**Objetivos**
A) Cita textualmente la parte del texto sobre el Popocatépetl que va de "20 Mayo 2023" a "calles y automóviles.", ambos incluidos.
B) Según el texto sobre el Popocatépetl, ¿dónde se encuentra el centro de control que recibe los datos del volcán?
C) Prosigue el texto sobre la vigilancia del Popocatépetl a partir de su última oración.

**Fragmento seleccionado**
********

20 Mayo 2023
AP.- Cada vez que la cumbre del Popocatépetl lanza
fuego o bocanadas de ceniza más fuertes que las
normales, como ocurrió esta semana, lo hace bajo la
atenta mirada de una docena de científicos. Nada
pasa desapercibido porque millones de personas, e
incluso el tráfico aéreo, pueden verse afectados si
entra en erupción: once pueblos cerraron esta semana
sus escuelas debido a la ceniza acumulada sobre
calles y automóviles.
Desde hace casi 25 años la “montaña que humea”, como
lo llamaban los pueblos prehispánicos, es el volcán
más vigilado de México: siete cámaras (una de ellas
térmica), 12 sismógrafos, seis estaciones para medir
deformaciones en sus laderas, dos sensores
infrasónicos y siete estaciones meteorológicas
envían datos las 24 horas, 365 días, al año a un
centro de control situado a 80 kilómetros, en el sur
de la Ciudad de México.

********

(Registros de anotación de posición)

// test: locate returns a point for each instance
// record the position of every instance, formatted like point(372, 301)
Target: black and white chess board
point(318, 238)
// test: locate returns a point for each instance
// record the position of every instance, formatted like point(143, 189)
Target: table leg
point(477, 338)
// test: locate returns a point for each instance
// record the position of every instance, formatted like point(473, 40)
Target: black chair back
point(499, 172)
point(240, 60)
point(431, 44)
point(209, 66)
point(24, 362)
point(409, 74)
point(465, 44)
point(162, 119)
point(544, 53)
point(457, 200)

********

**Respuestas dadas**
A)
20 Mayo 2023
AP.- Cada vez que la cumbre del Popocatépetl lanza
fuego o bocanadas de ceniza más fuertes que las
normales, como ocurrió esta semana, lo hace bajo la
atenta mirada de una docena de científicos. Nada
pasa desapercibido porque millones de personas, e
incluso el tráfico aéreo, pueden verse afectados si
entra en erupción: once pueblos cerraron esta semana
sus escuelas debido a la ceniza acumulada sobre
calles y automóviles.

B) A 80 kilómetros del volcán, en el sur de la Ciudad de México.

C)
Allí 13 científicos de diferentes especialidades
cubren diversos turnos en una sala cubierta por
pantallas, una especie de unidad de cuidados
intensivos donde se registra en tiempo real cada
tremor, cada exhalación del “Popo”, como los
mexicanos llaman a esa montaña de 5 mil 426 metros
de altura que surgió en el cráter de
otros volcanes y cuya forma actual se remonta a más
de 20 mil años.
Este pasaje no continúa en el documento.